Supplied text
>>>

O’Rourke, abortion rights backers attack Abbott over Texas’ trigger law and near-total ban

Beto O’Rourke and other Texas Democrats on the Nov. 8 midterm election ballot made the case Thursday that a change in leadership in Austin is the only way to reverse the near-total abortion ban after a new trigger law took effect.

At a press conference in Houston, Democratic nominee O’Rourke said defeating his opponent, incumbent Gov. Greg Abbott, is the only way to restore abortion rights in Texas.

“An abortion ban with no exception for rape or incest is not us,” O’Rourke said. “It may be Greg Abbott, but it’s not Texas.”

The trigger law bans abortions except when a woman’s life or health is at risk. Though the law officially kicks in Thursday, abortion providers in Texas stopped offering the procedure after the Supreme Court overturned Roe vs. Wade on June 24. The Texas Supreme Court ruled pre-Roe laws banning abortion could still be enforced.

The trigger law makes providing an abortion a felony, punishable by up to life in prison and a $100,000 fine. The law does not allow criminal charges against women who have an abortion.

<<<

Problem details
In the article on the Texas abortion trigger law, what is the maximum fine for providing an abortion?

Point-per-instance localization data
>>>

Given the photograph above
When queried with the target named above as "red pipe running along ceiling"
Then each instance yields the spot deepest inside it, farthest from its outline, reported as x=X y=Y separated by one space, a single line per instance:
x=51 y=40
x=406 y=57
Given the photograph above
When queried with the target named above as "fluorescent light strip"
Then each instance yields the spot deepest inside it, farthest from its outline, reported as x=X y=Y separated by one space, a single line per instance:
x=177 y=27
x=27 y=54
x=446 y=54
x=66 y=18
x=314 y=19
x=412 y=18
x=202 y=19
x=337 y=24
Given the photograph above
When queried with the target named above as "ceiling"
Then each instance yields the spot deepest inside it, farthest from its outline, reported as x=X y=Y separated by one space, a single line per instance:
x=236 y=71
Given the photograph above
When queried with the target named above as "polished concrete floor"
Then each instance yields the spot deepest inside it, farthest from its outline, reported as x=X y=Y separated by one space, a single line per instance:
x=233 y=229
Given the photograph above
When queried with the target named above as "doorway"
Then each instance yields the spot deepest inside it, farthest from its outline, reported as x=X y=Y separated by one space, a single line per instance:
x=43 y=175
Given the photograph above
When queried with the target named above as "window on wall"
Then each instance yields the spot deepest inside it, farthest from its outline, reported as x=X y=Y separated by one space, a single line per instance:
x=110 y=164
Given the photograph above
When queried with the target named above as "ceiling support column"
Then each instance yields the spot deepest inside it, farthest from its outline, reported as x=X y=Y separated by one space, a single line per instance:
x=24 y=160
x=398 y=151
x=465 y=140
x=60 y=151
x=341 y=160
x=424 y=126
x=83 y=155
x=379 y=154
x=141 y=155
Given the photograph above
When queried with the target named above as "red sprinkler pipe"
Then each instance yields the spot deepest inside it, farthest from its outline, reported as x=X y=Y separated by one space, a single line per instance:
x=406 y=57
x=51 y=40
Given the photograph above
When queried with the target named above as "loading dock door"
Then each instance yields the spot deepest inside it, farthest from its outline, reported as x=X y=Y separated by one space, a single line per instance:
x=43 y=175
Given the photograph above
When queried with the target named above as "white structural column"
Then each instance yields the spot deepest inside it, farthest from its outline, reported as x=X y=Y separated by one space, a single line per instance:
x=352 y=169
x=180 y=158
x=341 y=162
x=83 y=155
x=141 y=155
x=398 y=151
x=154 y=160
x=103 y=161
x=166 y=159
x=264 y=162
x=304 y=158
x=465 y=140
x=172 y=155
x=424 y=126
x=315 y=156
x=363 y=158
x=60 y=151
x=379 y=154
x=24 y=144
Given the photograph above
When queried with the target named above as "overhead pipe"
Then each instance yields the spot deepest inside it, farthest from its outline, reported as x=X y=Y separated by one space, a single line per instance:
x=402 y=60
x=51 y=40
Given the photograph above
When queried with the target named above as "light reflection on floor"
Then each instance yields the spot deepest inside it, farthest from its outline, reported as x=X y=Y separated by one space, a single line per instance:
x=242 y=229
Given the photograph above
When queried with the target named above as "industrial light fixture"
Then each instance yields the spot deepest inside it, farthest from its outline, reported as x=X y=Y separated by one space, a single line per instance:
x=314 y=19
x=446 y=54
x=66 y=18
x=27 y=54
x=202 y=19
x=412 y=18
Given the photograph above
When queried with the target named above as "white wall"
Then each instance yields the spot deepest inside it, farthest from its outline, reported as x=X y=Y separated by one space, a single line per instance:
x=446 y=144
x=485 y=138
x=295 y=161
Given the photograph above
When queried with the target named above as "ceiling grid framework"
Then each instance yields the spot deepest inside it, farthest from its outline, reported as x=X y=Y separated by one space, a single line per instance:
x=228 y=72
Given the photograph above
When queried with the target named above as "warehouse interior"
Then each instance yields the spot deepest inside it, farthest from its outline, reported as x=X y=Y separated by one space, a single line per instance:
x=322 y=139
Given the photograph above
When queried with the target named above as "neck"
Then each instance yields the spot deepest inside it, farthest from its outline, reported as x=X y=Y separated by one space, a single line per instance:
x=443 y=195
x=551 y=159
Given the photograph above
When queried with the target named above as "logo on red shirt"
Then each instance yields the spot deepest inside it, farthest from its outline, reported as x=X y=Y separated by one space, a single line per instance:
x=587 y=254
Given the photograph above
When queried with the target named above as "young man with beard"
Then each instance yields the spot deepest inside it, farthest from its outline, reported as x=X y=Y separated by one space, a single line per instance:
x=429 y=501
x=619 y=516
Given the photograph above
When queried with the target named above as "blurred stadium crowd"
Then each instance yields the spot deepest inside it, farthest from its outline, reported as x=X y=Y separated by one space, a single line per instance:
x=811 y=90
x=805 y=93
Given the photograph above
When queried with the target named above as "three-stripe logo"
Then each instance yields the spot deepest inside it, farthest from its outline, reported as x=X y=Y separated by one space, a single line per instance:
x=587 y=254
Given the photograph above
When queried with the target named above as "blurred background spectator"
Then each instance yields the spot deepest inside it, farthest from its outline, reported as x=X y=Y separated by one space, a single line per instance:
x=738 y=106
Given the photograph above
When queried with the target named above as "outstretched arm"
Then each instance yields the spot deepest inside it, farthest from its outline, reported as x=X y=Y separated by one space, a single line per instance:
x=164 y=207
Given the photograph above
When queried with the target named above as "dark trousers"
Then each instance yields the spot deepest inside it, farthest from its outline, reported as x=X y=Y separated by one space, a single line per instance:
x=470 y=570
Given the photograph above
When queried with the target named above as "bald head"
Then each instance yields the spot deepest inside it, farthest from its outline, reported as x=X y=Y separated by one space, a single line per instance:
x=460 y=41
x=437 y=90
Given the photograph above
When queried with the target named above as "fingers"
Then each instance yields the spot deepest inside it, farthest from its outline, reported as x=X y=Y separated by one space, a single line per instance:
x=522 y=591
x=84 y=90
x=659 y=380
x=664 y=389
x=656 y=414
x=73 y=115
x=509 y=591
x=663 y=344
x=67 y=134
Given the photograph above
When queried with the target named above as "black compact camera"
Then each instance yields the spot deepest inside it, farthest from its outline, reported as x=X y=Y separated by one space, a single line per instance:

<<<

Your response
$100,000